## [Ausgangstext]
Der Ranghöhere bewegt den Rangniedrigeren. Der Stärkere springt auf den Schwächeren, das dominante Pferd drückt das schwächere auf den Boden. Bisse in Vorderbeine, Hinterbeine, die Kehle oder den Mähnenkamm sind Teil von Rangeleien. Rangeleien mit Lippen und Zähnen am Kopf des Gegners, auf den Hinterbeinen, Auskeilen und Tritte gehören ebenso zu den Spielen der Pferde wie wilde Verfolgungsjagden.

Lebt ein Pony in einer Herde, wird man  solche Szenen öfter beobachten. Jeder Paddock und jede Weide muss so eingezäunt und aufgeteilt sein, dass wilde Spiele gefahrlos möglich sind. Kein Pferd darf in eine Ecke gedrängt werden, aus der es nicht mehr heraus kommt. Die Böden müssen so sicher sein, dass auch bei Regen Spiele möglich sind und kein Pferd sich ernsthafte Verletzungen zuzieht.

 
Die Spiele der Pferde bereiten sie auf ihren Platz in der Rangordnung vor. Jedes Pferd lernt, sich an die Regeln zu halten. Bereits im Fohlenalter stellt sich heraus, wer später einmal ranghoch, stark, mutig und selbstbewusst und wer eher ruhig, ausgeglichen, verträglich, vermittelnd, wer eher vernünftig und besonnen ist.
Es gibt Leitstuten und Leithengste, die mit Stärke und Durchsetzungsvermögen führen und solche, denen die Herde aufgrund ihrer Erfahrung und Ruhe, ihrer Ausgeglichenheit und Souveränität folgt.
Nicht immer ist der Herdenchef das gesündeste, stärkste Tier. Manchmal ist es auch das älteste, erfahrenste, selbst wenn es sich körperlich nicht mehr durchsetzen könnte.

   
In der Natur ist ein Pferd fast nie allein. Es wird sich von sich aus nicht weit von seiner Herde entfernen. Arbeits- und Reitpferde müssen erst lernen, ihre Herde regelmäßig zu verlassen. Sie fühlen sich anfangs alleine gelassen, bekommen Angst, rufen ihre Herde. Diese wird antworten. Das Pferd lernt in kleinen Schritten, so kann man sich mit dem Pferd immer ein bisschen weiter entfernen. Es lernt, dass ihm auch alleine nichts geschieht.
Ihr Bedürfnis nach Nähe lässt Pferde sich allerdings auch dem Menschen anschließen, der dann die Verantwortung des Herdenchefs übernimmt - und das Vertrauen des Tieres möglichst nicht enttäuschen sollte.

Wenn ein Pony gelernt hat, dass es vom Menschen nichts zu befürchten hat und wir es später wieder zu seiner Herde bringen, wird es „seinen Menschen” als Herdenchef-Ersatz akzeptieren. Dann sind wir für seine Sicherheit verantwortlich. Es wird uns vertrauen. Niemals sollte man seinem Pony befehlen etwas zu tun, vor dem es Angst hat oder das ihm Schmerzen bereiten könnte. Ein Herdenchef darf das Vertrauen nicht enttäuschen.

## [Datenauszug]
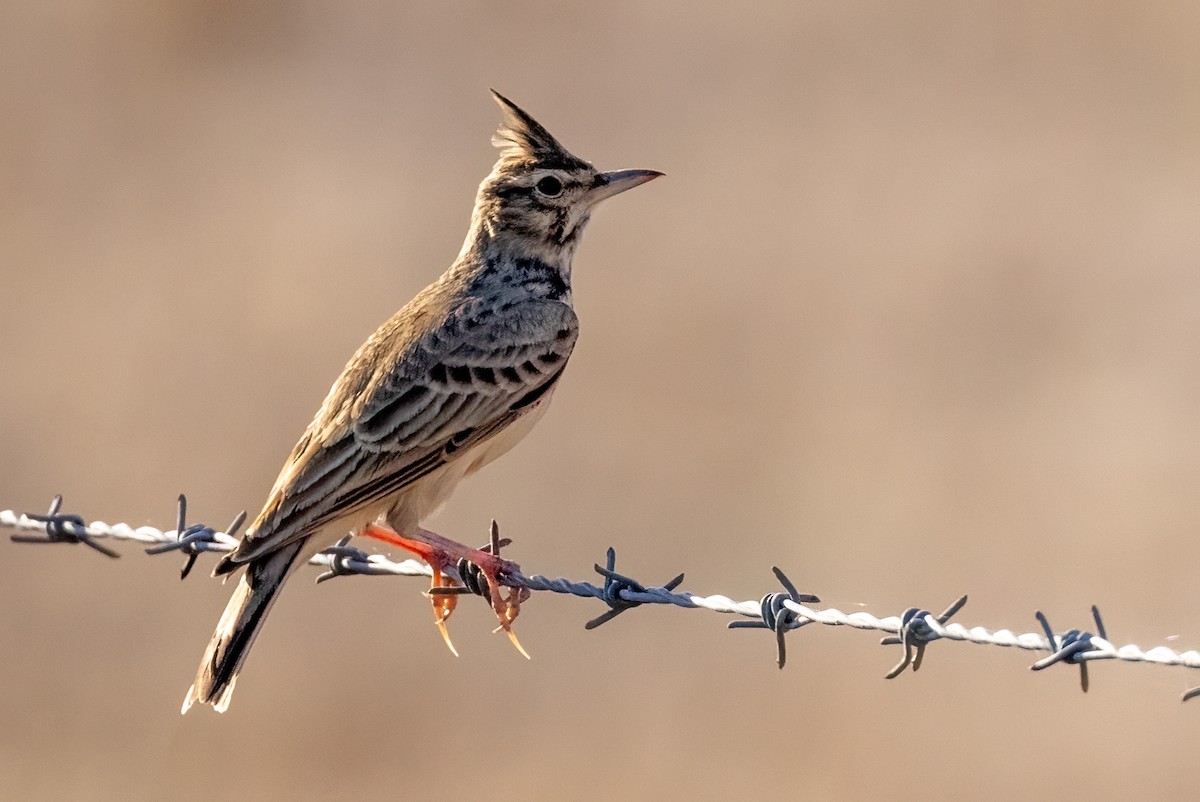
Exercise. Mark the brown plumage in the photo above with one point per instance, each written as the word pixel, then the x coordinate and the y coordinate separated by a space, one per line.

## [Aufgaben]
1 - Beantworte diese Fragen mit dem Text über Pferdeherden:
(a) In welche Körperstellen beißen Pferde bei Rangeleien?
(b) Worauf bereiten die Spiele die Pferde vor?
(c) Was müssen Arbeits- und Reitpferde erst lernen?
2 - Schreib den Text über Pferdeherden ab seinem letzten Satz weiter.

## [Lösungen]
1 -
(a) In die Vorderbeine, die Hinterbeine, die Kehle oder den Mähnenkamm.
(b) Auf ihren Platz in der Rangordnung.
(c) Ihre Herde regelmäßig zu verlassen.

2 -
Der Mensch kann die Rolle des Herdenchefs übernehmen und das Pferd führen, wenn er mit ihm arbeitet. Vertrauen in die „Stärke“ des Menschen ist die Voraussetzung. Ein Pferd vertraut nur einem Chef, der es schützen kann. Das muss der Reiter beweisen.

Wenn wir mit einem Pferd arbeiten oder ihm Neues beibringen möchten, sorgen wir zunächst dafür, dass es uns vorher vertraut. Man kann auch ein zweites Pony dazu nehmen, das unser Pony gut kennt. Zu zweit werden sie alles viel leichter lernen.
In harmlosen Gefahrensituationen (Mülltonne am Wegesrand, Wasserschlauch auf dem Boden) kann man seinem Pony beweisen, dass ihm in unserer Gegenwart nichts passiert. Dazu muss man sich - als Mensch - aber sicher sein, dass ihm - als Pferd - wirklich nichts geschieht. Gewonnenes Vertrauen ist dann Grundlage für die Bewältigung echter Gefahrensituationen, in denen uns das Pferd vertrauen muss, weil es die Situation aus seiner Sicht nicht einschätzen kann (Erntegerät kommt in einer engen Straße entgegen, Jäger auf dem Feld neben dem Paddock).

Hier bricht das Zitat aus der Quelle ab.